* [Your task]: Your answer must be the full set of records, repeated exactly.

______________________________

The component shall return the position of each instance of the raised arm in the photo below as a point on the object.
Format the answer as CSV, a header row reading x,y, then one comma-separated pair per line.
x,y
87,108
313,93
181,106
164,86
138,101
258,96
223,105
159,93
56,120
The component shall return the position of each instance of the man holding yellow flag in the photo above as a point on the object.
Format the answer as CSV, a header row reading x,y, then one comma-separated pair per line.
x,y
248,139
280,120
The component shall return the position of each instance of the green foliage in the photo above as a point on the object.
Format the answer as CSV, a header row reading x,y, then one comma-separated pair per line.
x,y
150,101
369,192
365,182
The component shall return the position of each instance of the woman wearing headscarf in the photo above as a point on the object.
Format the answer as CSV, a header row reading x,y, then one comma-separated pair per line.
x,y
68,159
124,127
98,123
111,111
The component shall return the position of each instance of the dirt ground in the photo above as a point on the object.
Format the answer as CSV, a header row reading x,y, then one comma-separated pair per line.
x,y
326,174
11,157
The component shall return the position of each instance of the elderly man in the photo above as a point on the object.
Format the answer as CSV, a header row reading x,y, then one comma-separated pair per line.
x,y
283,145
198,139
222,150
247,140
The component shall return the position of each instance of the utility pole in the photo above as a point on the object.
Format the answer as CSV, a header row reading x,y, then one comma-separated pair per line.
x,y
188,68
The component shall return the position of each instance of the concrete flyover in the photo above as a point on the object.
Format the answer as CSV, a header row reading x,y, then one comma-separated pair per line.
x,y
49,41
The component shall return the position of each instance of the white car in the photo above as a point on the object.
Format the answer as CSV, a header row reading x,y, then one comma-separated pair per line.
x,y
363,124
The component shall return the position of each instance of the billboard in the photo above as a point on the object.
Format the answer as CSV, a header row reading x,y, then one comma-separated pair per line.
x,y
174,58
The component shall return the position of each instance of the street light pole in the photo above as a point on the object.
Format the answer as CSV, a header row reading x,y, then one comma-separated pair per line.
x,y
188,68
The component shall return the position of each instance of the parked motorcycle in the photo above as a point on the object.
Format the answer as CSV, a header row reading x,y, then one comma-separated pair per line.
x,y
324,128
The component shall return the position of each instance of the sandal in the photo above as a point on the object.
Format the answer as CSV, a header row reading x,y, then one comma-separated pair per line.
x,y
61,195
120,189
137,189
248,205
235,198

______________________________

* [Written response]:
The component shall return the position of each instance of the raised arm in the photo below as a point on the object.
Format the answer as CSV, a header row reading x,y, then one comma-separated pair per line.
x,y
87,108
313,93
181,106
164,86
138,101
258,96
223,105
159,93
56,120
The component shall return the position of each instance of the man holding yellow flag in the photo above as a point on the object.
Format the answer as CSV, a header row reading x,y, then one comma-separated pair per line.
x,y
248,139
280,120
The component shall return the position of each instance of the green foliage in the photo above as a point on the object.
Format the answer as CSV, a header row reading x,y, then one comma-separated pair per line.
x,y
150,101
369,192
365,182
The component shall return the position of each instance of the woman wearing headscarf in the photo above as a point on the object.
Format the answer as CSV, a header row reading x,y, then one comma-separated pair per line.
x,y
68,159
124,127
98,123
111,111
The component shall return the position of each instance of the dirt ground in the photo above as a point on the object.
Format the answer as CSV, a header row reading x,y, then one comma-separated pair per line.
x,y
326,174
11,157
The component shall return the position of each instance of the elderly man in the photo above as a point on the object.
Format the answer as CSV, a header row reading x,y, then one comma-separated pair per line.
x,y
283,145
198,139
222,150
247,140
The component shall return the position of each instance of the utility pole in the photo above as a point on the object.
Format the answer as CSV, a header row reading x,y, then one comma-separated pair per line.
x,y
188,68
The component shall return the position of each instance of the concrete flyover in the photo above as a point on the object.
Format the answer as CSV, a header row reading x,y, then one comma-separated pair per line.
x,y
49,41
The component shall return the position of each instance of the white car in the photo above as a point on the object.
Format the answer as CSV, a header row reading x,y, then one comma-separated pair per line.
x,y
363,124
The component shall return the position of each instance of the billboard in the photo above as a point on the object.
Format the answer as CSV, a header row reading x,y, then one comma-separated pair per line.
x,y
174,58
The component shall return the position of each instance of the street light pole in the photo above as a point on the object.
Format the answer as CSV, a header row reading x,y, then one comma-separated pair per line.
x,y
188,68
The component shall return the position of each instance of the parked motorcycle in the photo above as a point on the object.
Format the answer as CSV, a header row reading x,y, then one comma-separated pair per line.
x,y
324,128
The component shall return the position of each instance of the sandal in the photo above as a point on the object.
Format the answer as CSV, a header row reading x,y, then one comma-separated pair per line.
x,y
61,195
120,189
137,189
248,205
235,198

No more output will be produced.